(EXERCISE TEXT)

########

Calories: 267kcalCarbohydrates: 49gProtein: 7gFat: 4gSodium: 585mgPotassium: 81mgFiber: 2gSugar: 1gCalcium: 9mgIron: 2.9mg

Nutrition information is provided as a courtesy and is only an estimate obtained from online calculators. Optional ingredients may not be included in the nutritional information.

Tried this recipe? We'd love to know!Mention @tasteofmaroc or tag #tasteofmaroc!
Leave a Comment or Review

 

About the Author

Christine Benlafquih is Founding Editor at Taste of Maroc and owner of Taste of Casablanca, a food tour and culinary activity business in Casablanca. A long time resident of Morocco, she's written extensively about Moroccan cuisine and culture. She was the Moroccan Food Expert for The Spruce Eats (formerly About.com) from 2008 to 2016.

Recipe Rating




MONICA DLC

Thursday 14th of March 2024

I have made this bread no less than 20 times and it is fool proof and delicious. My husband is from Morocco and he loves it.

Christine Benlafquih

Friday 15th of March 2024

Thanks for taking time to let me know!

Julia

Wednesday 27th of December 2023

I love this recipe! Could you please advise how to make bread more soft on the edges after baking? Thanks!

Christine Benlafquih

Thursday 28th of December 2023

I don't find that the edges get too hard, but for a softer crust, you can try a few things, either alone in combination: make the dough a little softer, use a little more oil in the dough, and cover the dough with a towel while it's cooling.

########

(DATA RECORDS)
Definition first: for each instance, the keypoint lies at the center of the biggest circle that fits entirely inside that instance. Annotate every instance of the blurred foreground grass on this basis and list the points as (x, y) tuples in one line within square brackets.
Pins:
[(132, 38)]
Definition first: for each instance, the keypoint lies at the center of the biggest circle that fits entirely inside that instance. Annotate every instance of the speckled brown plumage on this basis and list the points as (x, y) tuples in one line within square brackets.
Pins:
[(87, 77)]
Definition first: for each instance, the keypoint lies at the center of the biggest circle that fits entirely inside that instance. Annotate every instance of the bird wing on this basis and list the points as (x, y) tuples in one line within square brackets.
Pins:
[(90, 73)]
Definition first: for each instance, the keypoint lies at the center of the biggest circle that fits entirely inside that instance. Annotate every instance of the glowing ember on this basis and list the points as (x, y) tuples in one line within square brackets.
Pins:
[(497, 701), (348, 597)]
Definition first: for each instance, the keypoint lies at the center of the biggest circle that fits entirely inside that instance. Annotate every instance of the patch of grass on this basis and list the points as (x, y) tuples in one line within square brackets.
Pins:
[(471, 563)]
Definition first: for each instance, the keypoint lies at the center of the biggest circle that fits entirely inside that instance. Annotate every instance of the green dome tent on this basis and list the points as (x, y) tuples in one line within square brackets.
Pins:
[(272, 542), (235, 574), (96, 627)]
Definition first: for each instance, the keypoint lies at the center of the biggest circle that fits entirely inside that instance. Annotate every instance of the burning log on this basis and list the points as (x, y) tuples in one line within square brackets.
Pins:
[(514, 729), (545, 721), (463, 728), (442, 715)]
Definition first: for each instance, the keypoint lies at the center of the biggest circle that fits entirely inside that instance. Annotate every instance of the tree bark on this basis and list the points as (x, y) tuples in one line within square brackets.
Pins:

########

(REQUIRED WORK) Copy the recipe page word for word, starting at "Thanks for taking" and ending at "while it's cooling.".

(RESPONSE TO THIS EXERCISE)
Thanks for taking time to let me know!

Julia

Wednesday 27th of December 2023

I love this recipe! Could you please advise how to make bread more soft on the edges after baking? Thanks!

Christine Benlafquih

Thursday 28th of December 2023

I don't find that the edges get too hard, but for a softer crust, you can try a few things, either alone in combination: make the dough a little softer, use a little more oil in the dough, and cover the dough with a towel while it's cooling.